| WHAT IS NEEDED |
Quote every line of the data below as it stands, omitting pictures.

Excerpts from a detection dataset
——
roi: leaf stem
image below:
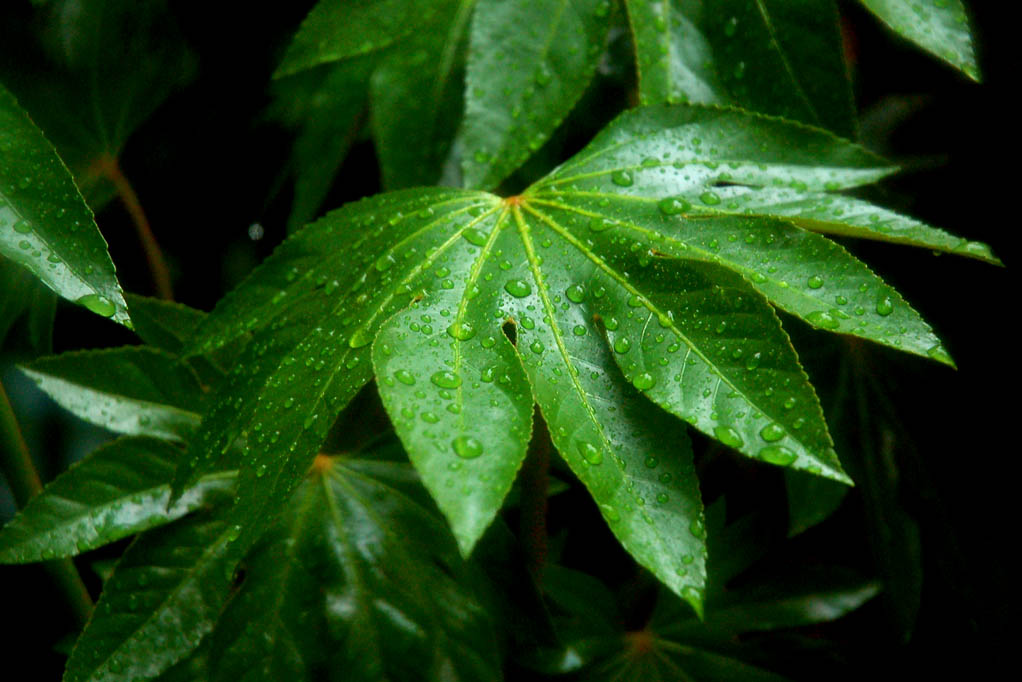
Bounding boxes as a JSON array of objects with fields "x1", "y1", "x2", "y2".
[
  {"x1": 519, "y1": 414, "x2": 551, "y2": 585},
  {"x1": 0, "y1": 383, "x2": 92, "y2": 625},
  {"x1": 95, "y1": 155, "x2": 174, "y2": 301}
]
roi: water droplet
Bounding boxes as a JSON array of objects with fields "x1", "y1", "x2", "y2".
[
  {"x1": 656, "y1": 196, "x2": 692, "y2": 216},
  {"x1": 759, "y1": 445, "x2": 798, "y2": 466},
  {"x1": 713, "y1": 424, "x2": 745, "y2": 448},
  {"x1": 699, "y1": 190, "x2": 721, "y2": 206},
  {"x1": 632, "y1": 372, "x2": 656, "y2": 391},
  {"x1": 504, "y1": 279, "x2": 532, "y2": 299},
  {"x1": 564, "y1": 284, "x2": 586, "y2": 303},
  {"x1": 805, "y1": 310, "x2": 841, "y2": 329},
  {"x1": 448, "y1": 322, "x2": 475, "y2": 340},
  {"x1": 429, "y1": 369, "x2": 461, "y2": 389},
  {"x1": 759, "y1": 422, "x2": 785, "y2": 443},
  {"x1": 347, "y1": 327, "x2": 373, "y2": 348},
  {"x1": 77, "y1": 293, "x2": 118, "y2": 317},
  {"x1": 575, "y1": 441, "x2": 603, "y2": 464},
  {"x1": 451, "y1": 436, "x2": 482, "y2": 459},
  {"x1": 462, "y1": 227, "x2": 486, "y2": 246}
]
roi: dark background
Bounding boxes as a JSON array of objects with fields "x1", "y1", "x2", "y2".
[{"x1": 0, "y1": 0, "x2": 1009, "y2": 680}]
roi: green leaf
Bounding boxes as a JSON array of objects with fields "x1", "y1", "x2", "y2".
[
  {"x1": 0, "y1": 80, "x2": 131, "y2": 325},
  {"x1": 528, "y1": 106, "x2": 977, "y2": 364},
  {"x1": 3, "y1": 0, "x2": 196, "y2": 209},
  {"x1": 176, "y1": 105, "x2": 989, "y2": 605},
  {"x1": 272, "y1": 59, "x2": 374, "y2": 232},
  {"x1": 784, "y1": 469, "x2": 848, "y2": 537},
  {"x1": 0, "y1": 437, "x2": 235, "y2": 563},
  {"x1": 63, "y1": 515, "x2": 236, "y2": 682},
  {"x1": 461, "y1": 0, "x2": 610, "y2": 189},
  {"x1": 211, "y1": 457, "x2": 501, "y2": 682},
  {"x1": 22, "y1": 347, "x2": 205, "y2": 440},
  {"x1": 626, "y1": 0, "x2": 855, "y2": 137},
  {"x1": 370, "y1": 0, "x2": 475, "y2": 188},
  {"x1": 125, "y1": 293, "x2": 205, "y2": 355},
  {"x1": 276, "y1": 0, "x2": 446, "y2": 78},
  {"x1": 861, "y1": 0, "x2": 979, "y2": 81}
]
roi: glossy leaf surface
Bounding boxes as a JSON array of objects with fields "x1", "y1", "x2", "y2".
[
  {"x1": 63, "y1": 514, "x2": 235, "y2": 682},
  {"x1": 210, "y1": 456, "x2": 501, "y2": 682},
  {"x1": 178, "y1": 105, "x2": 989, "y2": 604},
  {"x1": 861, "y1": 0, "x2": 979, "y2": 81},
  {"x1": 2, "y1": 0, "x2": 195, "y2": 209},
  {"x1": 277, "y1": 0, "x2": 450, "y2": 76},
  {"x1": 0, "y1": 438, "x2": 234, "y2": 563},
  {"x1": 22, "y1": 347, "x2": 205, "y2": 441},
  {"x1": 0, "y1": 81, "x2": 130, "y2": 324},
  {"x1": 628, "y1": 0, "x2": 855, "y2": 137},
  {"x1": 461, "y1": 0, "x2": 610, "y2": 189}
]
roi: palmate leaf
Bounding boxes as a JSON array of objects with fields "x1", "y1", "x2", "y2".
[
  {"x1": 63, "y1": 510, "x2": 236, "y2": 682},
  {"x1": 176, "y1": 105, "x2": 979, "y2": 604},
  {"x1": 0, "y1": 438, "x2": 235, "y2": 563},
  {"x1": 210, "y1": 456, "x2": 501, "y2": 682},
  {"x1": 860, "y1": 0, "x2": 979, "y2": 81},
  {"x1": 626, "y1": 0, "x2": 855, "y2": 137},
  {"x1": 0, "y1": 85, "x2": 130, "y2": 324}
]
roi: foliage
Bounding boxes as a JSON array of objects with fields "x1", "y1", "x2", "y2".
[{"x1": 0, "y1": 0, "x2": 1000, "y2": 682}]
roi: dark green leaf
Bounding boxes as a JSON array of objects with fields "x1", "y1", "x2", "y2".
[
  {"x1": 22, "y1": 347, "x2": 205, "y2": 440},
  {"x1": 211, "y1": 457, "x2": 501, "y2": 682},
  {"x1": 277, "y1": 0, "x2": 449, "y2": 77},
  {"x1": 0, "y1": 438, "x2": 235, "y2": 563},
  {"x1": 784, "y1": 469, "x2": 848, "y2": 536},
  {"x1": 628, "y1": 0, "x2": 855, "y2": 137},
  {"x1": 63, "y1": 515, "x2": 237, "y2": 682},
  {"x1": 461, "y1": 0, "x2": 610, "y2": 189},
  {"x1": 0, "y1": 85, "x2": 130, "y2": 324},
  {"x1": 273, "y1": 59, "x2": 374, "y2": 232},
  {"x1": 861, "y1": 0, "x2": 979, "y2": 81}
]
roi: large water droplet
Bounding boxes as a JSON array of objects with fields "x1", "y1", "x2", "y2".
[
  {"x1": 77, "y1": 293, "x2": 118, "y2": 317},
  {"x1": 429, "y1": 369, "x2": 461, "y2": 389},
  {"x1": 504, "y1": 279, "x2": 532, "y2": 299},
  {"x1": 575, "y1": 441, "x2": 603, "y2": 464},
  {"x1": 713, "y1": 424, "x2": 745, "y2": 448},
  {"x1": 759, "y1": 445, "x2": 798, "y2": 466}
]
——
| TASK RESULT |
roi: leaf stem
image below:
Bounding boxes as a JSON array of objects with fields "x1", "y1", "x2", "y2".
[
  {"x1": 519, "y1": 414, "x2": 551, "y2": 585},
  {"x1": 0, "y1": 383, "x2": 92, "y2": 625},
  {"x1": 95, "y1": 155, "x2": 174, "y2": 301}
]
roi: water droplet
Bounding boxes as a JSON array of objects with fields "x1", "y1", "x2", "y2".
[
  {"x1": 656, "y1": 196, "x2": 692, "y2": 216},
  {"x1": 759, "y1": 445, "x2": 798, "y2": 466},
  {"x1": 713, "y1": 424, "x2": 745, "y2": 448},
  {"x1": 699, "y1": 190, "x2": 721, "y2": 206},
  {"x1": 632, "y1": 372, "x2": 656, "y2": 391},
  {"x1": 504, "y1": 279, "x2": 532, "y2": 299},
  {"x1": 564, "y1": 284, "x2": 586, "y2": 303},
  {"x1": 805, "y1": 310, "x2": 841, "y2": 329},
  {"x1": 448, "y1": 322, "x2": 475, "y2": 340},
  {"x1": 429, "y1": 369, "x2": 461, "y2": 389},
  {"x1": 759, "y1": 422, "x2": 785, "y2": 443},
  {"x1": 347, "y1": 327, "x2": 373, "y2": 348},
  {"x1": 77, "y1": 293, "x2": 118, "y2": 317},
  {"x1": 575, "y1": 441, "x2": 603, "y2": 464},
  {"x1": 451, "y1": 436, "x2": 482, "y2": 459},
  {"x1": 462, "y1": 227, "x2": 486, "y2": 246}
]
roi: dark background
Bounding boxes as a JSON array of objects with fields "x1", "y1", "x2", "y2".
[{"x1": 0, "y1": 0, "x2": 1009, "y2": 680}]
roi: green leaf
Bounding boxes as a JSON array of objects with fields "x1", "y1", "x2", "y2".
[
  {"x1": 0, "y1": 80, "x2": 131, "y2": 325},
  {"x1": 528, "y1": 106, "x2": 977, "y2": 364},
  {"x1": 3, "y1": 0, "x2": 196, "y2": 209},
  {"x1": 176, "y1": 105, "x2": 989, "y2": 605},
  {"x1": 272, "y1": 59, "x2": 374, "y2": 232},
  {"x1": 784, "y1": 469, "x2": 848, "y2": 537},
  {"x1": 0, "y1": 437, "x2": 235, "y2": 563},
  {"x1": 63, "y1": 515, "x2": 236, "y2": 682},
  {"x1": 461, "y1": 0, "x2": 610, "y2": 189},
  {"x1": 211, "y1": 457, "x2": 501, "y2": 682},
  {"x1": 22, "y1": 347, "x2": 205, "y2": 440},
  {"x1": 626, "y1": 0, "x2": 855, "y2": 137},
  {"x1": 370, "y1": 0, "x2": 475, "y2": 188},
  {"x1": 125, "y1": 293, "x2": 205, "y2": 355},
  {"x1": 276, "y1": 0, "x2": 446, "y2": 78},
  {"x1": 861, "y1": 0, "x2": 979, "y2": 81}
]
roi: glossy leaf surface
Bounding boxes as a JSON array of objects with fields "x1", "y1", "x2", "y2".
[
  {"x1": 63, "y1": 514, "x2": 235, "y2": 682},
  {"x1": 210, "y1": 456, "x2": 501, "y2": 682},
  {"x1": 178, "y1": 105, "x2": 989, "y2": 604},
  {"x1": 861, "y1": 0, "x2": 979, "y2": 81},
  {"x1": 2, "y1": 0, "x2": 195, "y2": 209},
  {"x1": 277, "y1": 0, "x2": 450, "y2": 76},
  {"x1": 0, "y1": 438, "x2": 234, "y2": 563},
  {"x1": 22, "y1": 347, "x2": 205, "y2": 441},
  {"x1": 0, "y1": 81, "x2": 130, "y2": 324},
  {"x1": 628, "y1": 0, "x2": 855, "y2": 137},
  {"x1": 461, "y1": 0, "x2": 610, "y2": 189}
]
roi: palmate leaf
Bounding boxes as a JSON array of objects with fields "x1", "y1", "x2", "y2".
[
  {"x1": 63, "y1": 510, "x2": 236, "y2": 682},
  {"x1": 176, "y1": 105, "x2": 979, "y2": 604},
  {"x1": 0, "y1": 438, "x2": 235, "y2": 563},
  {"x1": 210, "y1": 456, "x2": 501, "y2": 682},
  {"x1": 860, "y1": 0, "x2": 979, "y2": 81},
  {"x1": 626, "y1": 0, "x2": 855, "y2": 137},
  {"x1": 0, "y1": 85, "x2": 130, "y2": 324}
]
roi: foliage
Bounding boxes as a JSON array of objects with fields "x1", "y1", "x2", "y2".
[{"x1": 0, "y1": 0, "x2": 1000, "y2": 682}]
roi: dark green leaf
Bounding boxes as a JSON array of objects with fields "x1", "y1", "x2", "y2".
[
  {"x1": 22, "y1": 347, "x2": 205, "y2": 440},
  {"x1": 211, "y1": 457, "x2": 501, "y2": 682},
  {"x1": 277, "y1": 0, "x2": 449, "y2": 77},
  {"x1": 0, "y1": 438, "x2": 235, "y2": 563},
  {"x1": 784, "y1": 469, "x2": 848, "y2": 536},
  {"x1": 628, "y1": 0, "x2": 855, "y2": 137},
  {"x1": 63, "y1": 515, "x2": 237, "y2": 682},
  {"x1": 461, "y1": 0, "x2": 610, "y2": 189},
  {"x1": 0, "y1": 85, "x2": 130, "y2": 324},
  {"x1": 273, "y1": 59, "x2": 374, "y2": 232},
  {"x1": 861, "y1": 0, "x2": 979, "y2": 81}
]
roi: large water droplet
Bounding boxes as a JSON array of objects with fields "x1", "y1", "x2", "y2".
[
  {"x1": 77, "y1": 293, "x2": 118, "y2": 317},
  {"x1": 429, "y1": 369, "x2": 461, "y2": 389},
  {"x1": 504, "y1": 279, "x2": 532, "y2": 299},
  {"x1": 575, "y1": 441, "x2": 603, "y2": 464},
  {"x1": 713, "y1": 424, "x2": 745, "y2": 448},
  {"x1": 759, "y1": 445, "x2": 798, "y2": 466}
]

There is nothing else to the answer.